>> Begin Provided information
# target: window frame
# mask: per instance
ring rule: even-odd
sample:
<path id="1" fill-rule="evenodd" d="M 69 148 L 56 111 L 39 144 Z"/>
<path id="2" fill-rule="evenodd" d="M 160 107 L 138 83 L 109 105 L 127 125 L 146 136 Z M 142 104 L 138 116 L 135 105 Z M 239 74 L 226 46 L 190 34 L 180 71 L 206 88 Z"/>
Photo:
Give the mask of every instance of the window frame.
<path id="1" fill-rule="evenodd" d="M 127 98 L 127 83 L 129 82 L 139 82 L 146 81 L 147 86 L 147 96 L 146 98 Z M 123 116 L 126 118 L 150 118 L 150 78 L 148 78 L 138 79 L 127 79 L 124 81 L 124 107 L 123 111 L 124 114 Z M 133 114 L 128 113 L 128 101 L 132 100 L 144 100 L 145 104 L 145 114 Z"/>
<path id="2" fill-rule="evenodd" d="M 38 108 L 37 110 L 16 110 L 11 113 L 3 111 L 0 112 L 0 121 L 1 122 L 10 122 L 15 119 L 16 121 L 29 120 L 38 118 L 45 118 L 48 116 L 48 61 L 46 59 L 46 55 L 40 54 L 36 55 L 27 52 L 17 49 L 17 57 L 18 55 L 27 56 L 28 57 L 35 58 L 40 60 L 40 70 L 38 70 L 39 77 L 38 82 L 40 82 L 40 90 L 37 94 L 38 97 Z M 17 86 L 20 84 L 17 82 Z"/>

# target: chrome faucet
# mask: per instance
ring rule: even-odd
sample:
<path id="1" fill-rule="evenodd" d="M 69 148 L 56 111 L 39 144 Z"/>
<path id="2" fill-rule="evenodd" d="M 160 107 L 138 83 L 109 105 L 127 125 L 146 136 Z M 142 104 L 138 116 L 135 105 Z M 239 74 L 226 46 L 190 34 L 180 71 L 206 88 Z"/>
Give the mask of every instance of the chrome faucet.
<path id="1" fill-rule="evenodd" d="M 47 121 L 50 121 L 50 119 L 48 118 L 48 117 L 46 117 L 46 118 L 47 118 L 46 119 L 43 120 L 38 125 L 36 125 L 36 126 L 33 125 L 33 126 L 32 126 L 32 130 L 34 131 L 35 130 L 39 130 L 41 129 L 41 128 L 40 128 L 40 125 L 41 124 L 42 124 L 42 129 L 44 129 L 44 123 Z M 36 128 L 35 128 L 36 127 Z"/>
>> End Provided information
Directive: Rewrite the lines from the one holding "# target: chrome faucet" through the last line, inclusive, putting "object" in place of "instance" and leaving everything else unchanged.

Task answer:
# target: chrome faucet
# mask: per object
ring rule: even-odd
sample:
<path id="1" fill-rule="evenodd" d="M 69 148 L 56 111 L 39 144 Z"/>
<path id="2" fill-rule="evenodd" d="M 160 107 L 138 83 L 109 105 L 127 125 L 146 136 Z M 142 104 L 138 116 L 135 105 Z M 239 74 L 226 46 L 190 34 L 180 71 L 206 88 Z"/>
Give the mask of every object of the chrome faucet.
<path id="1" fill-rule="evenodd" d="M 47 121 L 50 121 L 50 119 L 48 118 L 48 117 L 46 117 L 46 118 L 47 118 L 46 119 L 43 120 L 38 125 L 36 125 L 36 126 L 33 125 L 33 126 L 32 126 L 32 130 L 34 131 L 35 130 L 39 130 L 41 129 L 41 128 L 40 128 L 40 125 L 41 124 L 42 124 L 42 129 L 44 129 L 44 123 Z M 36 128 L 35 128 L 36 127 Z"/>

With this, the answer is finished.